_Supplied material_:
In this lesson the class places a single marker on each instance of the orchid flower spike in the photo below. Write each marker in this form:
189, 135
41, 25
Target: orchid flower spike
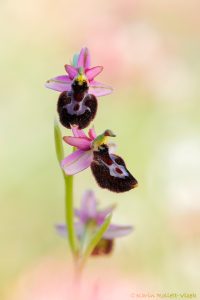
95, 152
89, 215
77, 103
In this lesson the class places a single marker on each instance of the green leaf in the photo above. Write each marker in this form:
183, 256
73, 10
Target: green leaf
94, 240
58, 142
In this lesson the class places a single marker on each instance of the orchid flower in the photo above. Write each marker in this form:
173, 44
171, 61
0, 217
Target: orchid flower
77, 104
63, 83
93, 151
88, 215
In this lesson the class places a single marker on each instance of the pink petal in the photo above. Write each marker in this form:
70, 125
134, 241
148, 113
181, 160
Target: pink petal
88, 205
115, 231
99, 89
72, 71
62, 230
60, 83
103, 214
81, 143
78, 132
93, 72
92, 133
77, 161
84, 59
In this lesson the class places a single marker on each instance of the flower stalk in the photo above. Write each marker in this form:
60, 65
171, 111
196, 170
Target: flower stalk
68, 180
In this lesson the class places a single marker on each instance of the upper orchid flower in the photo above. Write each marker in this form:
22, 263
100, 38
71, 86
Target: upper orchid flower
77, 104
63, 83
93, 151
88, 215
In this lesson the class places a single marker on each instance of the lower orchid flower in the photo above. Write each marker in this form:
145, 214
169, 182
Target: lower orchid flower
89, 216
93, 151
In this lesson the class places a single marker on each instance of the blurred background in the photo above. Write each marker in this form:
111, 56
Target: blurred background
150, 53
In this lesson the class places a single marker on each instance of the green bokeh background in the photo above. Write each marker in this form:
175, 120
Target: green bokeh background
154, 111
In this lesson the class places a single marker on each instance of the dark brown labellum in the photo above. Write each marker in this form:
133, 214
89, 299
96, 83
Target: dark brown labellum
76, 109
110, 171
104, 247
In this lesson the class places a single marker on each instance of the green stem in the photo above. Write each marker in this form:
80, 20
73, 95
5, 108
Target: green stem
69, 214
68, 180
90, 241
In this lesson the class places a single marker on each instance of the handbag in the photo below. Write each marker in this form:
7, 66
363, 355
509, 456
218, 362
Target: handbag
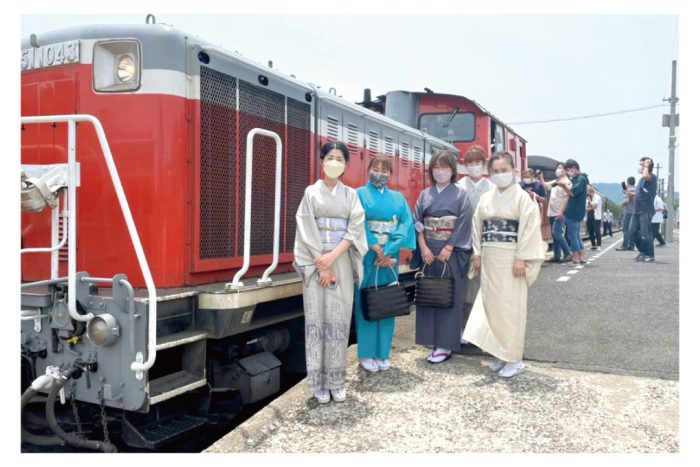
434, 292
386, 301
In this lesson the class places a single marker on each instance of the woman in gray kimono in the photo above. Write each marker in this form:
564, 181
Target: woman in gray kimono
328, 249
443, 217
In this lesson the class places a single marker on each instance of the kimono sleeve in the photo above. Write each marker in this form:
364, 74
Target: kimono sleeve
405, 234
463, 227
356, 231
529, 233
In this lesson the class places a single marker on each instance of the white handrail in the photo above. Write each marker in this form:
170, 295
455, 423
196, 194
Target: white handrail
235, 282
138, 365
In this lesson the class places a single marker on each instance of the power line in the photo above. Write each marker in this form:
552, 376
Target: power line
565, 119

_Problem details_: Print exactly the span of lines that begins with the line containing "of the lower" and ends with the last line of the listing, with no pictures.

_Solution for this problem_:
In this lesson the class places a single marker on each instance of the lower orchid flower in the photo above. Write each marker in this form:
145, 214
169, 182
Target: lower orchid flower
89, 216
93, 151
In this lesson the class places a single marker on each instance of the blurred background in the photo above. Write each marker in this form:
111, 56
Target: blurred background
150, 53
In this lesson the class places a single marker on each instance of the green bokeh background in the photo above. Write each marker in this form:
175, 120
Target: green bokeh background
154, 111
In this lesson the class places a single marker on each instance of the dark brown labellum in the photo above. Write each marker in this form:
133, 214
89, 299
96, 83
Target: dark brown labellum
76, 109
110, 171
104, 247
In this lesson the class places a single marker on each instance of the green stem in the photo above. Write each marker in this form:
80, 20
73, 95
5, 108
Target: green stem
69, 214
68, 180
90, 241
In this lesson the class places a single marker on each instance of the handbag in the photo below. Write each marker in this form:
7, 66
363, 355
509, 456
218, 362
Target: handbag
434, 292
386, 301
In this lesson the class places a single marker on each instance of the woman in gray kimono in the photo above. Write each marker in this form:
564, 181
Target: woman in gray kimono
328, 249
443, 217
In this lesson the class places a single marker on each instance of the kimono sleeve in the photo above. Write each marker in this form:
364, 74
Target: kimono sleeve
405, 234
463, 227
356, 231
529, 233
In this lesson the class places a single marker on each instance of the white handrail in the photo above. Write each marker in this form:
170, 295
455, 423
196, 194
Target: white handrail
235, 282
138, 365
In this lesson the class places a single marker on each instance of the power line in the photo above. Write each marker in this form:
552, 376
Target: power line
565, 119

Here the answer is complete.